> _Tasks and exercises_
[a] In the article on Wrangell's new finance director, why did Villarma think the borough position could be a really great fit? Answer in one to three sentences.
[b] In the article on Wrangell's new finance director, for about how long had the position been vacant before Villarma filled it?
[c] Retype the passage of the article on Wrangell's new finance director between "Villarma brings skills" and "assisting clients online.", inclusive.

> _Selected excerpt_
☆ ☆ ☆ ☆ ☆

Villarma brings skills to job of borough finance director

Mason Villarma is good at math.

"It's therapeutic, in a way. It always works out," Villarma, the borough's new finance director, said.

The Gonzaga 2020 grad has plans to work out the borough's books after filling the position - which was vacant for about eight months - in September.

After he snagged an internship with Big Four tax audit firm KPMG in Spokane, Washington, last year, the firm hired Villarma to work in Seattle.

Then the pandemic struck right in the heart of his employment. Like so many others, he was relegated to working from home. That included a lot of remote calls and assisting clients online.

Villarma wasn't looking to leave KPMG, but heard from family members and family friend Jeff Jabusch ("my dad used to say he was such a stellar point guard") that there was a finance director position open in Wrangell.

"My accounting experience, and my goals being directed more toward finance - I thought this could be a really great fit," he said.

Villarma said working for KPMG gave him a solid foundation with a lot of skills, but the position in Wrangell offered the holistic experience he wanted, and a return to his roots. Villarma's grandparents - who are in their 90s, and have been married for nearly seven decades - live here.

And Villarma, who grew up in Washington state, has 13 years of fond memories of coming to Wrangell and working on fishing boats with his dad, Jeff Villarma, and other residents like Frank Warfel and John Agostine.

In fact, the experience Villarma gleaned on fishing vessels informed how he approaches his career.

"It teaches you about teams and culture, and working with people that don't always have the same background or values," Villarma said. "You really learn to work with all sorts of people."

☆ ☆ ☆ ☆ ☆

[Stored data]
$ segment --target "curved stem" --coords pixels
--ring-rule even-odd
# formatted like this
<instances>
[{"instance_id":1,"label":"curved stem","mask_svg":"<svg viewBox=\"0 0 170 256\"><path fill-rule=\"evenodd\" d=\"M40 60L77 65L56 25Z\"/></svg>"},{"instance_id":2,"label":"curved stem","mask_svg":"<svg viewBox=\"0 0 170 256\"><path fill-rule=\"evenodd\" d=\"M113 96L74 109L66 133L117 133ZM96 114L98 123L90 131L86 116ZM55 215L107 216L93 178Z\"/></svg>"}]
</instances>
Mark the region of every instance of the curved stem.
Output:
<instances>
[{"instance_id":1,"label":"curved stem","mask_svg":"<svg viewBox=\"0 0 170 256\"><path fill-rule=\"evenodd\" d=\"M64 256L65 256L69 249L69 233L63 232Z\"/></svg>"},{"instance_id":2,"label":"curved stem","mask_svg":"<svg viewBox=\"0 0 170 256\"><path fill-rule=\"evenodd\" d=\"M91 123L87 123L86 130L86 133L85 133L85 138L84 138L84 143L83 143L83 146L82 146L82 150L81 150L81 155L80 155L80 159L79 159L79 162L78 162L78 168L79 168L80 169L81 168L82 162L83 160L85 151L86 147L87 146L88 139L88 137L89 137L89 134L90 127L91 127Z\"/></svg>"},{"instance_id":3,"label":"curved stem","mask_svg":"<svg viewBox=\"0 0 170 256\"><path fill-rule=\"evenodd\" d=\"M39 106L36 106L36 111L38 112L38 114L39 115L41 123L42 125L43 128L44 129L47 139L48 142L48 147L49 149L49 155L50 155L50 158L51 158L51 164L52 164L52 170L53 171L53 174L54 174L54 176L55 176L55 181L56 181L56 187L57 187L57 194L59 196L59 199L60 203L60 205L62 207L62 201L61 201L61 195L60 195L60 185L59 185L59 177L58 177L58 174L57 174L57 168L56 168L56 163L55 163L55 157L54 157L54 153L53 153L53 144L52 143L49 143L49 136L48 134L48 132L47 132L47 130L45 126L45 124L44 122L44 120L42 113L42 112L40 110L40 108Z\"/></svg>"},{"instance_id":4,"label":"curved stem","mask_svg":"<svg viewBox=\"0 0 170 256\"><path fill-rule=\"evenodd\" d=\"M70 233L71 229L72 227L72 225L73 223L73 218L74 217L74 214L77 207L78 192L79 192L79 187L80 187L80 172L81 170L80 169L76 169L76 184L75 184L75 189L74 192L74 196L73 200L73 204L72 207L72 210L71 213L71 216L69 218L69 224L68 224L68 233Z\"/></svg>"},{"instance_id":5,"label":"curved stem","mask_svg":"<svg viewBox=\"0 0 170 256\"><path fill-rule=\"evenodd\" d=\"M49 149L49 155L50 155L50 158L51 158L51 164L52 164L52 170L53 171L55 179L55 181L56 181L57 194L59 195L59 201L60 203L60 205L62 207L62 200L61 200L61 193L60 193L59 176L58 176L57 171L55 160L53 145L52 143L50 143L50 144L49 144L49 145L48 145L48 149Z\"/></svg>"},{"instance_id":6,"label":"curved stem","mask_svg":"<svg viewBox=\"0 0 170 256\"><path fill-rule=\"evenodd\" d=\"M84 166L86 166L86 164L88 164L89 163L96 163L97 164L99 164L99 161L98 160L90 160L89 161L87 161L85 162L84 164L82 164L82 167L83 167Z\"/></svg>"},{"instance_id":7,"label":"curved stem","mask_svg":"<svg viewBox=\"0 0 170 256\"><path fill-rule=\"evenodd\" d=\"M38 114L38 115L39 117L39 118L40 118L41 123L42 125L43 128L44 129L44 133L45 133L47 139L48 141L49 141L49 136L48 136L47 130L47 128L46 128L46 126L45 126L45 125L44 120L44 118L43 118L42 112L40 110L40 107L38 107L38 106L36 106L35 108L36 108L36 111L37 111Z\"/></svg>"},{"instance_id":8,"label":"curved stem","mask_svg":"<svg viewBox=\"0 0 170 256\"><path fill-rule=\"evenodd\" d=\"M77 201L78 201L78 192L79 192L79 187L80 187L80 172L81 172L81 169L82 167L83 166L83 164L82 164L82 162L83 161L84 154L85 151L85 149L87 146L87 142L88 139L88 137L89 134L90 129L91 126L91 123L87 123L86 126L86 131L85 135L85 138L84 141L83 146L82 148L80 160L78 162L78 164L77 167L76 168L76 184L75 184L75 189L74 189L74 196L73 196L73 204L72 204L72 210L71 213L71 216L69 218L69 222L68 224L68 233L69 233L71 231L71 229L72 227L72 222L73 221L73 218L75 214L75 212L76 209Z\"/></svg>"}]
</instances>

☆ ☆ ☆ ☆ ☆

> _Results of the exercise_
[a] He pointed to his accounting experience and said his goals were directed more toward finance. The Wrangell job also offered the holistic experience he wanted and a return to his roots, since his grandparents live there.

[b] About eight months.

[c]
Villarma brings skills to job of borough finance director

Mason Villarma is good at math.

"It's therapeutic, in a way. It always works out," Villarma, the borough's new finance director, said.

The Gonzaga 2020 grad has plans to work out the borough's books after filling the position - which was vacant for about eight months - in September.

After he snagged an internship with Big Four tax audit firm KPMG in Spokane, Washington, last year, the firm hired Villarma to work in Seattle.

Then the pandemic struck right in the heart of his employment. Like so many others, he was relegated to working from home. That included a lot of remote calls and assisting clients online.